What to produce: Make an exact copy of the lines from the top of the entries below through the line with "3. Where in the image above is the water". Leave all pictures out.
======== Material provided
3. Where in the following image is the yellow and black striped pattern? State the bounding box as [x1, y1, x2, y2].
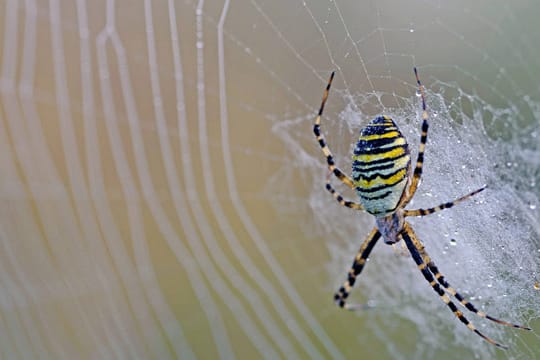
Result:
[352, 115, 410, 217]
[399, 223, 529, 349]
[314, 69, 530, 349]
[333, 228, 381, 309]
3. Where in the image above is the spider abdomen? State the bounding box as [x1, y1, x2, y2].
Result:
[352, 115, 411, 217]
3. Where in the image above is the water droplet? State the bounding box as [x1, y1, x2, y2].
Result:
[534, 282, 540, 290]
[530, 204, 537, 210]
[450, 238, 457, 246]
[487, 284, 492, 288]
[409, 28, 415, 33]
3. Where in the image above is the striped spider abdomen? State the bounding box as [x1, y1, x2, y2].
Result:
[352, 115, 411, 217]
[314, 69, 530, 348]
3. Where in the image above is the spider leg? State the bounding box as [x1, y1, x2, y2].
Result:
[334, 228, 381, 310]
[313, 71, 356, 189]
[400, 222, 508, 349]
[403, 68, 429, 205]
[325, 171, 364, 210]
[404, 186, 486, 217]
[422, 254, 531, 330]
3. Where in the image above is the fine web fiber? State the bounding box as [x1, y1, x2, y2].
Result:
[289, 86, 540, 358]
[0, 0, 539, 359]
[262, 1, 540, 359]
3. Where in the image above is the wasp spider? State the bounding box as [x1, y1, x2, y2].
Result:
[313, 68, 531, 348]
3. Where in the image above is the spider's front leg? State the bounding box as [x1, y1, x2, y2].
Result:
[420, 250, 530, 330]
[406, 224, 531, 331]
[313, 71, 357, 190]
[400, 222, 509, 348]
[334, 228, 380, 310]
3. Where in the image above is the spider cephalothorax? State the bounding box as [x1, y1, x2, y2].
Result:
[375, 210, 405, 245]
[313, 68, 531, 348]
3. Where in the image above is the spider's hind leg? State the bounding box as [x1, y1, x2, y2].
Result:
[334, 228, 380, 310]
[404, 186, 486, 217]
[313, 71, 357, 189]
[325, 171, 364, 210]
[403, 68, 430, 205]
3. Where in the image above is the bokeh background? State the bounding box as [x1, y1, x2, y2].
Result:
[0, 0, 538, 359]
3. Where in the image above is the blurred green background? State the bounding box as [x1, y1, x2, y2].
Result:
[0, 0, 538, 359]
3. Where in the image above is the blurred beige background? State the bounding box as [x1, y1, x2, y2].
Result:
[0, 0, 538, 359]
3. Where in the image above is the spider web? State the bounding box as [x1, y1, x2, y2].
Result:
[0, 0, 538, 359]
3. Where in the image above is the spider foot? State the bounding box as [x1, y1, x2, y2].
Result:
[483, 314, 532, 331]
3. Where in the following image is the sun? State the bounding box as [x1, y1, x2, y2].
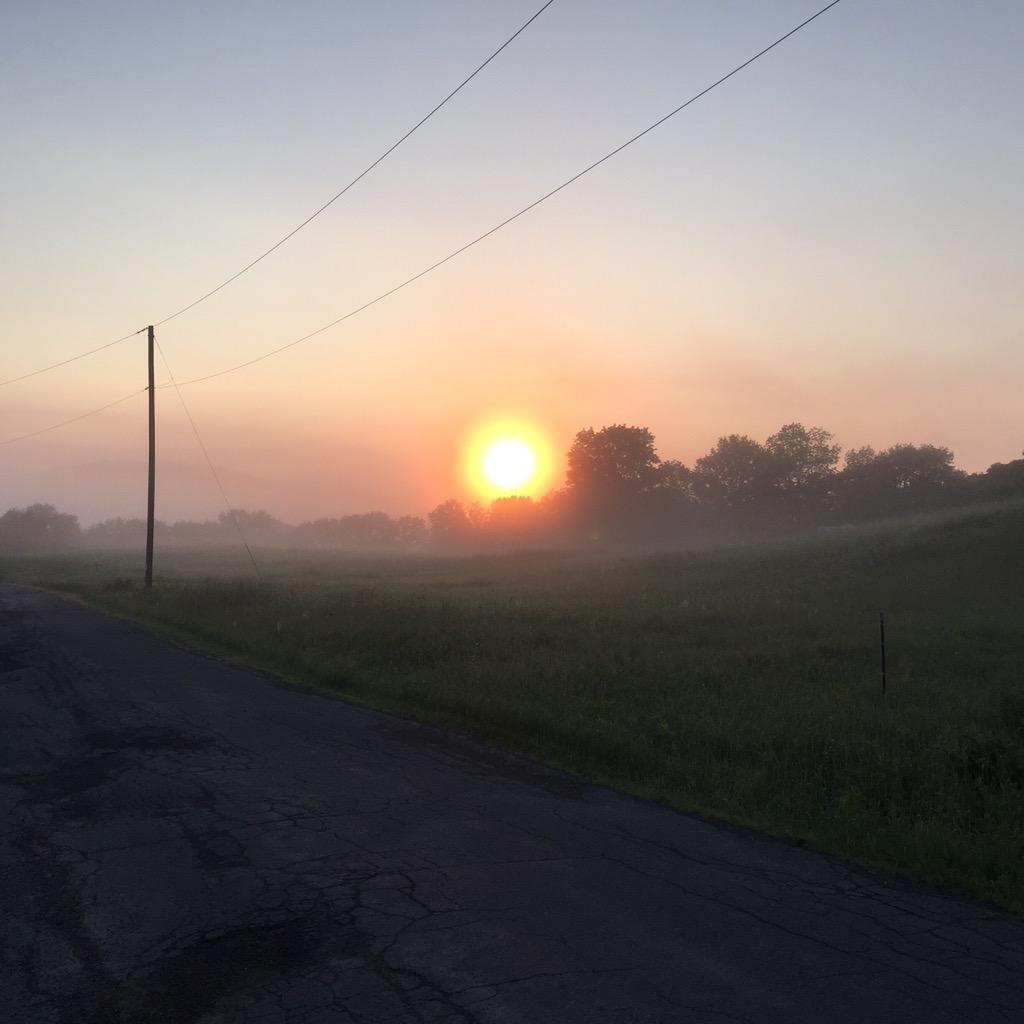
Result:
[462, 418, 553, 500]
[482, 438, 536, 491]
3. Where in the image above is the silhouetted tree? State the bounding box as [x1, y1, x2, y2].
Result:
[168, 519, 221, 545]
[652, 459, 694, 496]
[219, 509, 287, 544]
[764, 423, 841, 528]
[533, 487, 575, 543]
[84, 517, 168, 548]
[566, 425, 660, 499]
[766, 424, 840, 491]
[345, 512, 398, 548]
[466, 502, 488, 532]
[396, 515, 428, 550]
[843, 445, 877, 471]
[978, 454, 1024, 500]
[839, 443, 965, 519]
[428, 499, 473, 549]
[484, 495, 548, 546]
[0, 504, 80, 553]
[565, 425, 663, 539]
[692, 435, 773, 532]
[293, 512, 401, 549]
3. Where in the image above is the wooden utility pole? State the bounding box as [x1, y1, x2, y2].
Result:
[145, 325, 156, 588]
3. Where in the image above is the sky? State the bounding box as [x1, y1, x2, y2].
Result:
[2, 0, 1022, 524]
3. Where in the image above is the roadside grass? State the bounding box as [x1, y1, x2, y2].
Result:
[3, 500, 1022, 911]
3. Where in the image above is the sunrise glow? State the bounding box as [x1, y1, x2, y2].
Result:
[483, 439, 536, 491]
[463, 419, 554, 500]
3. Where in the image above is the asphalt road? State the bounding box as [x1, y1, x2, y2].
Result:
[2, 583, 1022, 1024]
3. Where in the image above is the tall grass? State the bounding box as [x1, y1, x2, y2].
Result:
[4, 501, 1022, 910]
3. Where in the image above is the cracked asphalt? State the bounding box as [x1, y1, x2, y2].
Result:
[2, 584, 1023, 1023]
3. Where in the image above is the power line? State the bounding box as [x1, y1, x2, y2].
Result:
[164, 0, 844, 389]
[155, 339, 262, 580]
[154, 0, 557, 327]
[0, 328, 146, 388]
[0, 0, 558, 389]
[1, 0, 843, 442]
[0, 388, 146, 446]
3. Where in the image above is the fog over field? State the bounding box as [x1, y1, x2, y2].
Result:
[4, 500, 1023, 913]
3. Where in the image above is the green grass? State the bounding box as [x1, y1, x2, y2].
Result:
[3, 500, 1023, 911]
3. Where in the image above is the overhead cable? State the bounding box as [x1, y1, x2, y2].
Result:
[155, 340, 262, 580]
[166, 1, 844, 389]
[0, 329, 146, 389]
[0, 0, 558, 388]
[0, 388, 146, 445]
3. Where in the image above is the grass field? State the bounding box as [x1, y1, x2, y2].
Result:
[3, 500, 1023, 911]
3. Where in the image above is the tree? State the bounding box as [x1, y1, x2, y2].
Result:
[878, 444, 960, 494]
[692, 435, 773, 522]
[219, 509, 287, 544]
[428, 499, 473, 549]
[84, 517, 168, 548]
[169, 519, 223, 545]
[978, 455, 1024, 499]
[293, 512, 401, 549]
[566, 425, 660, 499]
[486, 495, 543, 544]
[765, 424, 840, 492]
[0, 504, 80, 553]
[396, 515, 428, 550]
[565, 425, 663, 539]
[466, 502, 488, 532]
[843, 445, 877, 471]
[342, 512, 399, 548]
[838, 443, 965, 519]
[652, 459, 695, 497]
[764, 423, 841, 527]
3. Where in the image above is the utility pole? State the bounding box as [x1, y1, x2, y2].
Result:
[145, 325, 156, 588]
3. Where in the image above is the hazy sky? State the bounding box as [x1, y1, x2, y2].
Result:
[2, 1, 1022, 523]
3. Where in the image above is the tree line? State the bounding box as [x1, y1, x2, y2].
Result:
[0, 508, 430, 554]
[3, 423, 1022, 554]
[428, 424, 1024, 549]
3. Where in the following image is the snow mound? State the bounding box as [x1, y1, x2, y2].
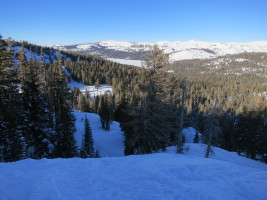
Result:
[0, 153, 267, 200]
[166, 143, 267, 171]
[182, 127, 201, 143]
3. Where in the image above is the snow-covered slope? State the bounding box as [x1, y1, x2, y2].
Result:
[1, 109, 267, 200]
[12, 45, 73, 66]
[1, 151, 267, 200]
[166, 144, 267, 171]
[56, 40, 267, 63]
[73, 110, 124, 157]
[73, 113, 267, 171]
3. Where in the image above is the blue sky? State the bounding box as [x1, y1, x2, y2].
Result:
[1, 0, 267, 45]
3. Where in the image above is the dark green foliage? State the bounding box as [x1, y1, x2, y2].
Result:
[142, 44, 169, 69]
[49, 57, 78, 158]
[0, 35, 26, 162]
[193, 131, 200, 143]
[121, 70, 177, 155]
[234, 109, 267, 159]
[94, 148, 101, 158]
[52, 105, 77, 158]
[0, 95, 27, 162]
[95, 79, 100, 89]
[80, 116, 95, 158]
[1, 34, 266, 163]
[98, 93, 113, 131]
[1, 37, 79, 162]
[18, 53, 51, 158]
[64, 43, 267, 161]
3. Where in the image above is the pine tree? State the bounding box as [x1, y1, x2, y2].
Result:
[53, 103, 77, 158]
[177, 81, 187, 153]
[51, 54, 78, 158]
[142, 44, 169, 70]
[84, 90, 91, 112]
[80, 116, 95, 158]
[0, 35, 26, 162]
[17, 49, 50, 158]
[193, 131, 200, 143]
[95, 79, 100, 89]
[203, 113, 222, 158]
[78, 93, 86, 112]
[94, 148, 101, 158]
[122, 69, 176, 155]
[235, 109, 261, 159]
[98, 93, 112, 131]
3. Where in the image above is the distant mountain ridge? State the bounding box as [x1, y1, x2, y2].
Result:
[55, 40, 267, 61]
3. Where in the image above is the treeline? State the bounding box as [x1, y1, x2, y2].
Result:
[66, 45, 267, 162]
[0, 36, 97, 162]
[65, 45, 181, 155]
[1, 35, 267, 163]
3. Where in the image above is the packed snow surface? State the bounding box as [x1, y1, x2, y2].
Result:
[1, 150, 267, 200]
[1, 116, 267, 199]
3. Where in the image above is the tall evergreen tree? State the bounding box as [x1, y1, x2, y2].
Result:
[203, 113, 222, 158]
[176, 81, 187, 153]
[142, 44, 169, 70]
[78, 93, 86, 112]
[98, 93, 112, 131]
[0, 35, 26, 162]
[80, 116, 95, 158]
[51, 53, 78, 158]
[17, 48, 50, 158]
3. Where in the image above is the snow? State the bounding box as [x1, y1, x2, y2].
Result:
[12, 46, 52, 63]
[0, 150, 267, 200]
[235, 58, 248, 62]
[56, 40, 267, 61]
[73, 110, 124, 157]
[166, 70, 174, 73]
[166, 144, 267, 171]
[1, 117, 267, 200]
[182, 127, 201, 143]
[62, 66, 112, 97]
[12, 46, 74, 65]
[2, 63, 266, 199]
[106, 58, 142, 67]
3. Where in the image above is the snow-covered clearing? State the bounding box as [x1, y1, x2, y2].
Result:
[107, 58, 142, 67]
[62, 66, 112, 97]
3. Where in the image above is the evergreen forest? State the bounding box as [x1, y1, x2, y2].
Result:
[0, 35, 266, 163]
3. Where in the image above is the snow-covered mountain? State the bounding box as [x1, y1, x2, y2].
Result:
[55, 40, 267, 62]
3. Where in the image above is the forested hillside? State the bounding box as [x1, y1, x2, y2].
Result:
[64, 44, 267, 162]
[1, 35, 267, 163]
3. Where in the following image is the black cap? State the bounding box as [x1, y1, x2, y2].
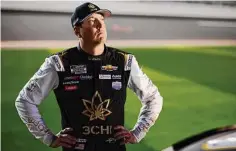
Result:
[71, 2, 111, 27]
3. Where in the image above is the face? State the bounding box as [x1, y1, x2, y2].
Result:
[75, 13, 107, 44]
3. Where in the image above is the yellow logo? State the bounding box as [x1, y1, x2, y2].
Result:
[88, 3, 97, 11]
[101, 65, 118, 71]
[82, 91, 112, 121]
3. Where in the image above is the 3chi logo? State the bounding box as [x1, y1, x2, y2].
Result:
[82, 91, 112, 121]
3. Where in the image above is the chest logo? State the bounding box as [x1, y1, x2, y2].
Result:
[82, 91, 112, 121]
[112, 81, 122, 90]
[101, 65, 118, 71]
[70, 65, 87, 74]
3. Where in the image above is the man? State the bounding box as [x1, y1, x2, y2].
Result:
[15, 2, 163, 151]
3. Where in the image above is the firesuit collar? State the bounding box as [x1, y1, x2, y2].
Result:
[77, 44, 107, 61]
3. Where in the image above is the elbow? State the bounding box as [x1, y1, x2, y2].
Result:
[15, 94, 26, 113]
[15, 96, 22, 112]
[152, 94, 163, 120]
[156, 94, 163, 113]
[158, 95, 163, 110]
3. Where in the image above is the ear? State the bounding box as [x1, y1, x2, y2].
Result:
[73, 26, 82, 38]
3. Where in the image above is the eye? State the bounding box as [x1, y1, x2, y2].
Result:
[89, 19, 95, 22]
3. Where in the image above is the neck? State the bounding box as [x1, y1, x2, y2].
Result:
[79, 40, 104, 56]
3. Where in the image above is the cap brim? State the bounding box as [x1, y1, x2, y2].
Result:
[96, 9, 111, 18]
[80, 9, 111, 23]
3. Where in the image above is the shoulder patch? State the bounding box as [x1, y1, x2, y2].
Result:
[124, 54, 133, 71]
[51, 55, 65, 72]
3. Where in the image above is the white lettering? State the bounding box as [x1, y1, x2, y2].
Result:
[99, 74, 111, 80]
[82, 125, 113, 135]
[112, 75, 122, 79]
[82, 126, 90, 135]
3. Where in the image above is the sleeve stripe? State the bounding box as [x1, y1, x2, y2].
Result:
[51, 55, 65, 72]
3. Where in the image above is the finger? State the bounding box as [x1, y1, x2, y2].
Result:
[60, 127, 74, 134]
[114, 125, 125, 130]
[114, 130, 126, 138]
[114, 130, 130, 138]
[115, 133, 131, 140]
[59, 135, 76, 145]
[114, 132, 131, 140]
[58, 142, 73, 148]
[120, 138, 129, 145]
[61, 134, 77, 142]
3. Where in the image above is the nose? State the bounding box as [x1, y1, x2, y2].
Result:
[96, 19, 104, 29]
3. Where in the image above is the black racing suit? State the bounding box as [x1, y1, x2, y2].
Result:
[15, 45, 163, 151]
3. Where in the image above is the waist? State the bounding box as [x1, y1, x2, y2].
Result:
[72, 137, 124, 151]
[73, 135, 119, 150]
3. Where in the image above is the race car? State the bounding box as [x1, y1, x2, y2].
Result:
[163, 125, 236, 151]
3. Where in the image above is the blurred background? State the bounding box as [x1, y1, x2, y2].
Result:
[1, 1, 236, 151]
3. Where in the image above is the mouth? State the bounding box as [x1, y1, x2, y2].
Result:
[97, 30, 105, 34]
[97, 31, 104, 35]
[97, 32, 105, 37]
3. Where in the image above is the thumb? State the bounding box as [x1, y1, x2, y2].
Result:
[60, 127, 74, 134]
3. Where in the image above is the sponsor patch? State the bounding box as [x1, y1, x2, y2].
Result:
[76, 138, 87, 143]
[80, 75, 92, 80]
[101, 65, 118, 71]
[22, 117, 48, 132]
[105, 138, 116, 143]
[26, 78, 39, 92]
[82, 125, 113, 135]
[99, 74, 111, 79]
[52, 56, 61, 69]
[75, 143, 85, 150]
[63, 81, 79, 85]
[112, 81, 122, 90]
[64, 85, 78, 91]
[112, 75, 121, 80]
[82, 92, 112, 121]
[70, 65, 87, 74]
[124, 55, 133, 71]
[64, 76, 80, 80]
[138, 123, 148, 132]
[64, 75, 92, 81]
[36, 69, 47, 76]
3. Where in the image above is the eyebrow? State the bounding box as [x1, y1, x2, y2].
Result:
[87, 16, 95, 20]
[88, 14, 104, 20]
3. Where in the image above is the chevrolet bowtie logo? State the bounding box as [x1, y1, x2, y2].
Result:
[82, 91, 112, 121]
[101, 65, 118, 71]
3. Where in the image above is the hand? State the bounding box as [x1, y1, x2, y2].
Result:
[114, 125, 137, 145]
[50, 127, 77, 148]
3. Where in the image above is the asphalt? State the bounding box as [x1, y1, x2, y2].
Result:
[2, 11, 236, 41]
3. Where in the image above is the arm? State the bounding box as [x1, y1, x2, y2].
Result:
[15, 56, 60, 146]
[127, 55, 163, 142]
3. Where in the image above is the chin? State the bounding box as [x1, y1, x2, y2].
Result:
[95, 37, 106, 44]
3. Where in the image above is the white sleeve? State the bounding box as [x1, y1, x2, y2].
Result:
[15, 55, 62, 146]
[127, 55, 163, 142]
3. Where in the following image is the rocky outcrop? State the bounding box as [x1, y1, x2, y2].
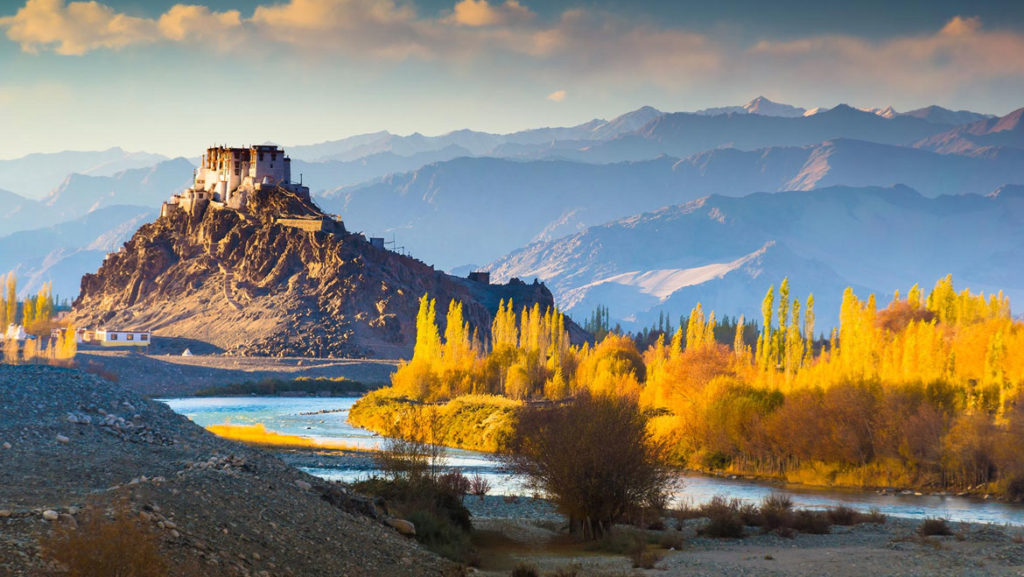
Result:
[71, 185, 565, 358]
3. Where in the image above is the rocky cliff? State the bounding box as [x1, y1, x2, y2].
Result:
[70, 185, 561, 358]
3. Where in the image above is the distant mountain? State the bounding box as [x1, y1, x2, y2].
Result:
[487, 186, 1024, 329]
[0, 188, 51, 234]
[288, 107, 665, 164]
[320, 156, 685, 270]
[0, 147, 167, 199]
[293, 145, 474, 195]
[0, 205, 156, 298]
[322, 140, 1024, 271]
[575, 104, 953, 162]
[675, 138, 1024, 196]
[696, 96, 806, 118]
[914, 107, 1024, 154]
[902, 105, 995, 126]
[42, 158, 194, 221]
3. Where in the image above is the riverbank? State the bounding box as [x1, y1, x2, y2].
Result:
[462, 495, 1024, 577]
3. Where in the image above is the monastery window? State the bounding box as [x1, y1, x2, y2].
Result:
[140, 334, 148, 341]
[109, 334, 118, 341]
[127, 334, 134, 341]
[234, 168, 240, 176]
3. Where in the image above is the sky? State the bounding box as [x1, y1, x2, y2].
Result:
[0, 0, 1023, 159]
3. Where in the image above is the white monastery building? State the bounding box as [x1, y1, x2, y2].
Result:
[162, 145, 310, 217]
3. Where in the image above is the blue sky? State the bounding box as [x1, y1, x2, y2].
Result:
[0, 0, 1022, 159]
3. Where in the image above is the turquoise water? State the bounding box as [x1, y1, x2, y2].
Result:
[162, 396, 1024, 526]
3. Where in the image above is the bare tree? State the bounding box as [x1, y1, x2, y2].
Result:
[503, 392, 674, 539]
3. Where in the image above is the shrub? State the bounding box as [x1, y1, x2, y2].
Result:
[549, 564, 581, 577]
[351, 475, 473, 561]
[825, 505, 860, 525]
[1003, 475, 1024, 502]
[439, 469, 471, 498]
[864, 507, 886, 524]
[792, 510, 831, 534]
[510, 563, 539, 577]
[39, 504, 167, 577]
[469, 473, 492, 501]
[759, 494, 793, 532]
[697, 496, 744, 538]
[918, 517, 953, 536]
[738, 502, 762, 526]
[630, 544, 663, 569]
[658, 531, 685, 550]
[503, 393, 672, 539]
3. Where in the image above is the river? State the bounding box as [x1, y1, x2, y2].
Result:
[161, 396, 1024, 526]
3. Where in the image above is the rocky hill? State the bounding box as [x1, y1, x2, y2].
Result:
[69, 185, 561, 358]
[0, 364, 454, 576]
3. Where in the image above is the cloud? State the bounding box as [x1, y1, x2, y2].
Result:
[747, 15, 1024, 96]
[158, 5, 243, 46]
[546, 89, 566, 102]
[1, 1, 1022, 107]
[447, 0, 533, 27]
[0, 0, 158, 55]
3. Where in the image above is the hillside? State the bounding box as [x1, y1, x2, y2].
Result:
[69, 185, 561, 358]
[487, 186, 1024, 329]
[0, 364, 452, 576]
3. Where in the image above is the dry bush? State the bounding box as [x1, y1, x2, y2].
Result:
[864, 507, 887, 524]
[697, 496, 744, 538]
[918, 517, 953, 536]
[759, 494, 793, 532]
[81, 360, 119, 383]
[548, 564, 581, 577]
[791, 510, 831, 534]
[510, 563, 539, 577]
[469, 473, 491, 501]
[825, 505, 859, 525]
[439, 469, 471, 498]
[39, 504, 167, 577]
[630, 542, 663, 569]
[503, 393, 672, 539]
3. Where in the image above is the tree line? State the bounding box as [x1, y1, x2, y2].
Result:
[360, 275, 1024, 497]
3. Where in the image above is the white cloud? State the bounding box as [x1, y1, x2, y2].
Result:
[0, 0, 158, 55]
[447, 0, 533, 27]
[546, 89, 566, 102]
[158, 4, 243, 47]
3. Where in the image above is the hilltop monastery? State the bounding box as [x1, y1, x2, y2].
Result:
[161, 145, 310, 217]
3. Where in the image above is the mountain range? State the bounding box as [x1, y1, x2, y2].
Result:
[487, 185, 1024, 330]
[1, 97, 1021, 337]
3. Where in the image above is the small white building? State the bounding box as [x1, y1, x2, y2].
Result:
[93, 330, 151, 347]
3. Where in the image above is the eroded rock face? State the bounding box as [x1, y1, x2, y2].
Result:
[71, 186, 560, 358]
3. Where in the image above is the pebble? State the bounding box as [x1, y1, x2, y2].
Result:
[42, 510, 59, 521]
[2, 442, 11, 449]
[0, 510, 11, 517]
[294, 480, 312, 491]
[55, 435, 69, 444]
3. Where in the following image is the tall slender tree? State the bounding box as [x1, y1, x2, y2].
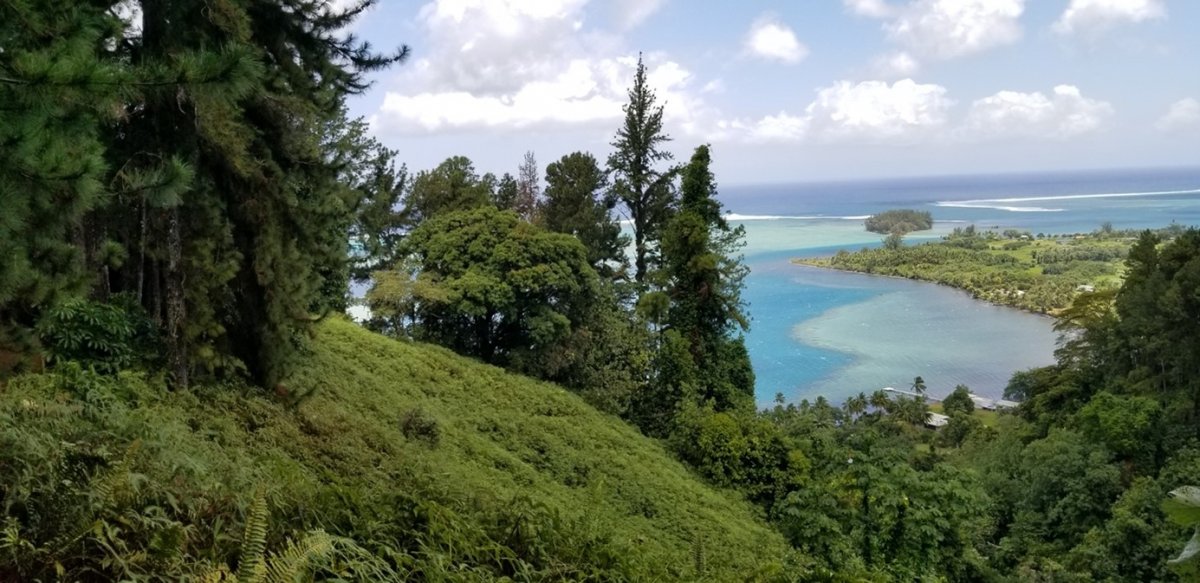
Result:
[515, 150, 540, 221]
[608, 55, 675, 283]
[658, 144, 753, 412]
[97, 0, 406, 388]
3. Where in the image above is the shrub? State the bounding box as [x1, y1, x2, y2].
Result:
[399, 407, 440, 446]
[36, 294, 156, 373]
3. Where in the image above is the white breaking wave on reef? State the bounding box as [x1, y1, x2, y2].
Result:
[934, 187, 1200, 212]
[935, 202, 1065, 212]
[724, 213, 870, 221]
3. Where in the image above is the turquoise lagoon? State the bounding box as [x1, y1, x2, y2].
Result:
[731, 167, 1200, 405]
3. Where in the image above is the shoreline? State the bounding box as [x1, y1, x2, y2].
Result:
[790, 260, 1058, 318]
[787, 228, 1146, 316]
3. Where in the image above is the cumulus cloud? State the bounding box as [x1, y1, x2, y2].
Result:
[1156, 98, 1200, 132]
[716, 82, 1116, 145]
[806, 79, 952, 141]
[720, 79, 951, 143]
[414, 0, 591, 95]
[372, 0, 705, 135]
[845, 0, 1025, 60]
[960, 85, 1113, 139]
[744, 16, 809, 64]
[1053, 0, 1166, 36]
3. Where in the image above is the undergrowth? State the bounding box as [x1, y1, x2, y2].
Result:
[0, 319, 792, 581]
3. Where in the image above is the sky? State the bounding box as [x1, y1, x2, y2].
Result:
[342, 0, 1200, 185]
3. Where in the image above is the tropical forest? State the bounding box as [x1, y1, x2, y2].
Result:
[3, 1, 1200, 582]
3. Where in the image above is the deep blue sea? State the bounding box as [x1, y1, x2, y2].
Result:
================
Output:
3. Where in the following image is the yellow and black striped pattern? State the bounding box as [x1, y1, x2, y2].
Result:
[352, 115, 410, 217]
[399, 223, 529, 349]
[314, 69, 530, 349]
[333, 228, 381, 309]
3. Where in the image above is the spider abdomen? State the bounding box as [x1, y1, x2, y2].
Result:
[352, 115, 411, 217]
3. Where in the image above is the water droplet? State the bounding box as [x1, y1, x2, y2].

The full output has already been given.